*** MATERIAL PROVIDED ***

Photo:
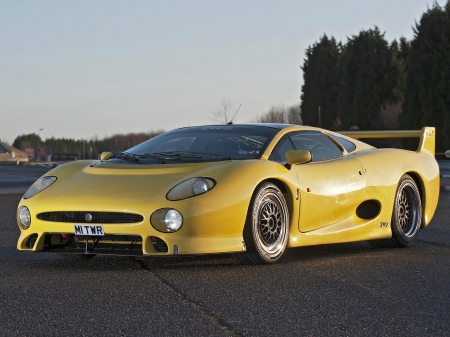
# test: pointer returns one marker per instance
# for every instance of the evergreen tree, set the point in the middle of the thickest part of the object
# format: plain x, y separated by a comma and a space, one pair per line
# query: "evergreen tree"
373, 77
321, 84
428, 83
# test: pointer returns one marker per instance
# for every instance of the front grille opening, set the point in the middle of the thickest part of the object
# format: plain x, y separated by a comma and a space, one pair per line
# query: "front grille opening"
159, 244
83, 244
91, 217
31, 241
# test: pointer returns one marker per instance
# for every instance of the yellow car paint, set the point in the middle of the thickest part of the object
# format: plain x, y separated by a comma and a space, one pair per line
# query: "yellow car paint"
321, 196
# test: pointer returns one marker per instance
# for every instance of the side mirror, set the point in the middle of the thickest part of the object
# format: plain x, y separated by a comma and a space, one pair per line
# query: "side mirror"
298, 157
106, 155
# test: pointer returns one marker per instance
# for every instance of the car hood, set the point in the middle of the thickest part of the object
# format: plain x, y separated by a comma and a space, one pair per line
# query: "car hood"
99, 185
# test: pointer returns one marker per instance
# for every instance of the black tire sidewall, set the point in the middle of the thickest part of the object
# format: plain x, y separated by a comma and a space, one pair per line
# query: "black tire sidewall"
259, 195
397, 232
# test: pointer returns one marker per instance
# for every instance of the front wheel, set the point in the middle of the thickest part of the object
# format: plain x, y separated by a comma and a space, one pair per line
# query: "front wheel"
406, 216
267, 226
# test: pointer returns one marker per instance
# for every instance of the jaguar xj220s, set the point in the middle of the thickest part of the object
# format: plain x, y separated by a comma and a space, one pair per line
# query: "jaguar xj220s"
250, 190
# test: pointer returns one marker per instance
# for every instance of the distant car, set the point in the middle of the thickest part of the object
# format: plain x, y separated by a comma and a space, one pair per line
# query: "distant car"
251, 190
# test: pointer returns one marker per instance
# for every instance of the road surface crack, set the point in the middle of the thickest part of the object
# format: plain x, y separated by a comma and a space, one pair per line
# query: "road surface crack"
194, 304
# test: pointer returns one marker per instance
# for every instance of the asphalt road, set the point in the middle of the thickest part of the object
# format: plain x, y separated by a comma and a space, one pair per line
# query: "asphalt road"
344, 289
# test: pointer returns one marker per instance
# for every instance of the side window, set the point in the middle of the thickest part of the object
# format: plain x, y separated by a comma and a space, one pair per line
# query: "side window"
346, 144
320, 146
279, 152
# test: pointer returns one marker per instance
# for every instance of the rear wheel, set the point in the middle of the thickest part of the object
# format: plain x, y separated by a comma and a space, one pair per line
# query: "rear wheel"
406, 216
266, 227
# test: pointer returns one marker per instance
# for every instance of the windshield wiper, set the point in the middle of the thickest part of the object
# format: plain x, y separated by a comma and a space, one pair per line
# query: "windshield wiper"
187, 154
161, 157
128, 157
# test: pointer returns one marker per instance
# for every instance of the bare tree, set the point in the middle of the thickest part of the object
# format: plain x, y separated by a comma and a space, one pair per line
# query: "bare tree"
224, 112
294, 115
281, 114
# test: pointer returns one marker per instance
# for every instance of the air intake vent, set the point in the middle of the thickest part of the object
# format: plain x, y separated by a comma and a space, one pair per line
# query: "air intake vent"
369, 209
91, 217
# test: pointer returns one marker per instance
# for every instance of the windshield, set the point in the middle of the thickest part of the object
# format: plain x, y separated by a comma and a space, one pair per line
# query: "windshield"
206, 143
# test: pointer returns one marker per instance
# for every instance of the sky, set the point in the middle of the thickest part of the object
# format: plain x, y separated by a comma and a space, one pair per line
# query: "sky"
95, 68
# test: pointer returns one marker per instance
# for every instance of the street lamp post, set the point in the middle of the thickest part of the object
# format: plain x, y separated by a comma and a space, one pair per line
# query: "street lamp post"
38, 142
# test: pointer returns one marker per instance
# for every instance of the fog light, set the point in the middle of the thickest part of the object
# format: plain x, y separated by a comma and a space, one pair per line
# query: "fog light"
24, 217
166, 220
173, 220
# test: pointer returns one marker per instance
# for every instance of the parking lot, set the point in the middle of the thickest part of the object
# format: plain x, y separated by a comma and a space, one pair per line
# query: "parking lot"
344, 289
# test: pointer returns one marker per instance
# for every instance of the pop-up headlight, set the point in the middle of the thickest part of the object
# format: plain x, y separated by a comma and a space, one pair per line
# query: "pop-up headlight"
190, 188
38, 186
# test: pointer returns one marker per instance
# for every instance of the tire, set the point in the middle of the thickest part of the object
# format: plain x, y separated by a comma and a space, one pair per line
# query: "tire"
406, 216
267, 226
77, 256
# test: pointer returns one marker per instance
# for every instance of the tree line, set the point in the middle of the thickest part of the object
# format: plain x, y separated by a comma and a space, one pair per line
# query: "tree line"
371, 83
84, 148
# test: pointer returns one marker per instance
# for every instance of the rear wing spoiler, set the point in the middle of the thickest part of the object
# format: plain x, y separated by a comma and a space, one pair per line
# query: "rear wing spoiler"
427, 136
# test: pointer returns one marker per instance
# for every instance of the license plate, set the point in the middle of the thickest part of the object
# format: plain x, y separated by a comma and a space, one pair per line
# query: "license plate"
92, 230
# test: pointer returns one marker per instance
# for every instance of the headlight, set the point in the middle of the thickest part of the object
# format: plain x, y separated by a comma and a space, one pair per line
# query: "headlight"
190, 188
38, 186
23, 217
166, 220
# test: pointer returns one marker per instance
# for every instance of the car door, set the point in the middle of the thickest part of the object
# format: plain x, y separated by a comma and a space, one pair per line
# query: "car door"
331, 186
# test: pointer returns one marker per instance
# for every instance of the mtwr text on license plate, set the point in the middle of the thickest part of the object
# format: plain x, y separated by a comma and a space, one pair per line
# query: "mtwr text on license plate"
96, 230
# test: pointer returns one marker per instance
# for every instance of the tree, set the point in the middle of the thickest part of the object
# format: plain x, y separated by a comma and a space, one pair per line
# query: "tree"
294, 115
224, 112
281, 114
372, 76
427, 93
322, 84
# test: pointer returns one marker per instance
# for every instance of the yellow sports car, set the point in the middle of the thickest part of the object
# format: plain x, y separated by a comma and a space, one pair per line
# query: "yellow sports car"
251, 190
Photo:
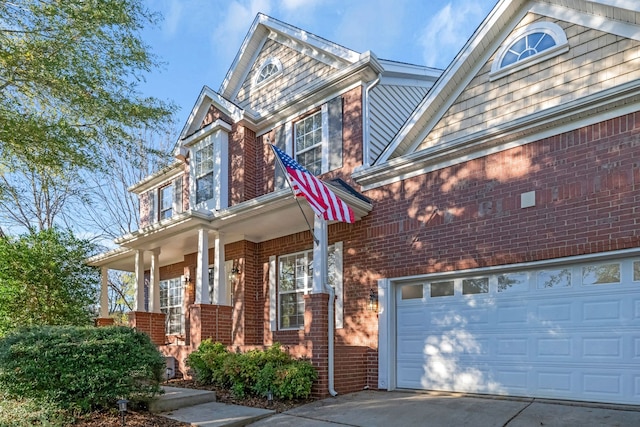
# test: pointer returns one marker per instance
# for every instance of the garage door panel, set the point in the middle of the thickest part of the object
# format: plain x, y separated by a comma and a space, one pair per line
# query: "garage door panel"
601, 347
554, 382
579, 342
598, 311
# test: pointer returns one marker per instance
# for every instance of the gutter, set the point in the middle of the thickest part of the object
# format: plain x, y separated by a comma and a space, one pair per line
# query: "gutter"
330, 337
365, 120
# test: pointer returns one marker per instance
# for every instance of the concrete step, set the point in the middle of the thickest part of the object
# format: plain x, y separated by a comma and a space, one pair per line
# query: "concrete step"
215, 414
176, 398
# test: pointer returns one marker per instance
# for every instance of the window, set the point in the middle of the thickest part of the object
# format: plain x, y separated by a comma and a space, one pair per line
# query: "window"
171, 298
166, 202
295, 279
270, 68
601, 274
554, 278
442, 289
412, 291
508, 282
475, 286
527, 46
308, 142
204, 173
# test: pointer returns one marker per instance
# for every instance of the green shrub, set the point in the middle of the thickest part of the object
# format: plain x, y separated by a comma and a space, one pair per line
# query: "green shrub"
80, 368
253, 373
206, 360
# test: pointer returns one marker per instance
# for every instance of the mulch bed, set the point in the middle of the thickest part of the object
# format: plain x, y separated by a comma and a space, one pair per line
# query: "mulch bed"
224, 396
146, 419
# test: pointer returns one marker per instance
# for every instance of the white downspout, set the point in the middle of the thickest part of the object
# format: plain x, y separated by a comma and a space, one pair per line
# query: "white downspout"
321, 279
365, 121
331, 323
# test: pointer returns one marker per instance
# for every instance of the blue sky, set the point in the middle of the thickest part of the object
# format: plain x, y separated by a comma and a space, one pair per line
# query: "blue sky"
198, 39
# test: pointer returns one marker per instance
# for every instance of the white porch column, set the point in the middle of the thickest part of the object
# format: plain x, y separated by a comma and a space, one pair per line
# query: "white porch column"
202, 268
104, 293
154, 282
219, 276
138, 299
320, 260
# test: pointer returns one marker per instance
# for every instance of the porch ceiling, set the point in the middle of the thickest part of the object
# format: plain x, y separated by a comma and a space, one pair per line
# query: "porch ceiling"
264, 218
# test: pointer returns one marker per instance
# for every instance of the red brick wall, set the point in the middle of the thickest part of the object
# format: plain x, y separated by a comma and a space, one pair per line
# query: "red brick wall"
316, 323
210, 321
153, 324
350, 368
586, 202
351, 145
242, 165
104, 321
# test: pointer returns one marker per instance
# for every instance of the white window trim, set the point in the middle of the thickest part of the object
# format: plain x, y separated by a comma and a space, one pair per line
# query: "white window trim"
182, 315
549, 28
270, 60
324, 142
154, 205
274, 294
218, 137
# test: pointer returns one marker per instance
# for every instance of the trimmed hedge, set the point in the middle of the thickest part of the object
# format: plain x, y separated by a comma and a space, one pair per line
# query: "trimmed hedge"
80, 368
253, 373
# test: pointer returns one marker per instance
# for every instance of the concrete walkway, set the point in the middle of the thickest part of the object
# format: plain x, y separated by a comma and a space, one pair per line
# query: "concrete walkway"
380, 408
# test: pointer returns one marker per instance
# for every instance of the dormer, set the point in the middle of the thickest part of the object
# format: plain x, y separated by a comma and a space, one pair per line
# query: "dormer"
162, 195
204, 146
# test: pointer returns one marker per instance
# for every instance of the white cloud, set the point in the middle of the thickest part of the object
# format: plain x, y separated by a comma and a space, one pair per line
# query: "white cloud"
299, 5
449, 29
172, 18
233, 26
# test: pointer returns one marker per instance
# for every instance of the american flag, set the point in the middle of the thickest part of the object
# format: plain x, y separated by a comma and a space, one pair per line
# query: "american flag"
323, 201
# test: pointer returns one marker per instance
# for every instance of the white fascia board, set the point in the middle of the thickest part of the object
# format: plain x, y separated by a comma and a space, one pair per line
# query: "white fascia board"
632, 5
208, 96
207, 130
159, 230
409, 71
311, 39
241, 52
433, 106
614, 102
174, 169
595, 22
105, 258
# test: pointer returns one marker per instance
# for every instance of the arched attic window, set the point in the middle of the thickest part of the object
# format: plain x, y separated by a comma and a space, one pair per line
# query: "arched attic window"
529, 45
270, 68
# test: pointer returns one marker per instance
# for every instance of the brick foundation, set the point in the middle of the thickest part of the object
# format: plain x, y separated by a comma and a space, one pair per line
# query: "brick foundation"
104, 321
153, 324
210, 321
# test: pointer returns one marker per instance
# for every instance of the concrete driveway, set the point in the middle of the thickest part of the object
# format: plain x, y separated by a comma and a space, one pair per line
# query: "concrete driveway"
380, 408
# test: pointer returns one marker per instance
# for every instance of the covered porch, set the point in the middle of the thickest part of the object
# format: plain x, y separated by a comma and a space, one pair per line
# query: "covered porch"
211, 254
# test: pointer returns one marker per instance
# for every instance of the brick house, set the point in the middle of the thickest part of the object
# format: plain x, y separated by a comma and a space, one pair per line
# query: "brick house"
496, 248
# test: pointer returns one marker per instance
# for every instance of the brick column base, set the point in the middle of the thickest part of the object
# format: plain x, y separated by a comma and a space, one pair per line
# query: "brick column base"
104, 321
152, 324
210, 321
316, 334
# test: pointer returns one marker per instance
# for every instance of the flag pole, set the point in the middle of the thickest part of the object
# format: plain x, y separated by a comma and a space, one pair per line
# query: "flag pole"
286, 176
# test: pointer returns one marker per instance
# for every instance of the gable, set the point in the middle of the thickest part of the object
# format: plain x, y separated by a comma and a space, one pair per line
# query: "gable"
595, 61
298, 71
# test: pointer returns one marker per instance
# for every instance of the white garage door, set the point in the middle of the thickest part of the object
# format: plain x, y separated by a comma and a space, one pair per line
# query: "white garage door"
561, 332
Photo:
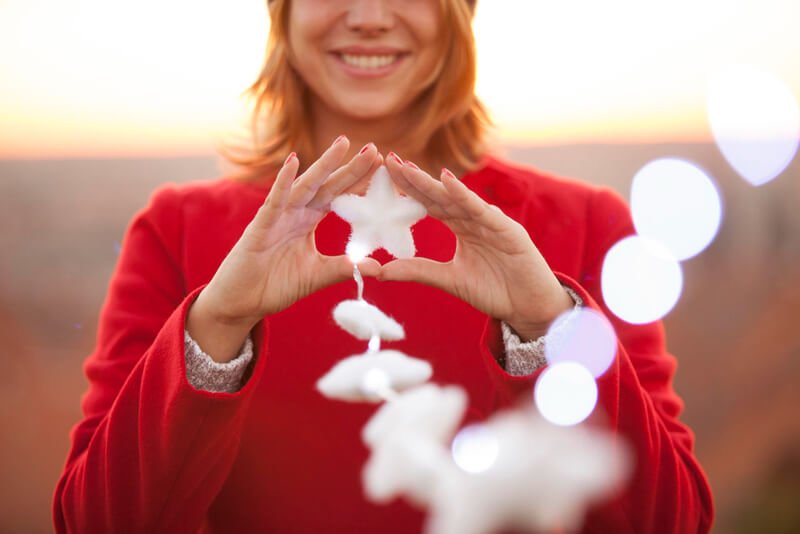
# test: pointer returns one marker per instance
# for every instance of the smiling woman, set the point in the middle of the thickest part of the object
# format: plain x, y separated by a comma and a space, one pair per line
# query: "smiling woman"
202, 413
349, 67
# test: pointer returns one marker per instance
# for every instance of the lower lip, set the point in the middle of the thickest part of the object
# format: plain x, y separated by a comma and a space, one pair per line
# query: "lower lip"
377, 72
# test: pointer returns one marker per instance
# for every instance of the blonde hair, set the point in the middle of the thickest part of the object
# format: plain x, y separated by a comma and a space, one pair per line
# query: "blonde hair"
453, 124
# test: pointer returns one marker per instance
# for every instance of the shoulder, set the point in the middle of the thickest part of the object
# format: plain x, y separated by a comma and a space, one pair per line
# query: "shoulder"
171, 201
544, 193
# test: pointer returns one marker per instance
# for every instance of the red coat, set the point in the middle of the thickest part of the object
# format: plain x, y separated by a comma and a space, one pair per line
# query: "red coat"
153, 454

***

*EXERCISE BRIEF:*
Pull out each line of the data above that contains the word "smiling", and copy those lines in full.

*RESULT OF THIS TASK:*
# for every instance of the smiling woman, set the point in the middle of the thickest part of the object
# query: "smiling woman"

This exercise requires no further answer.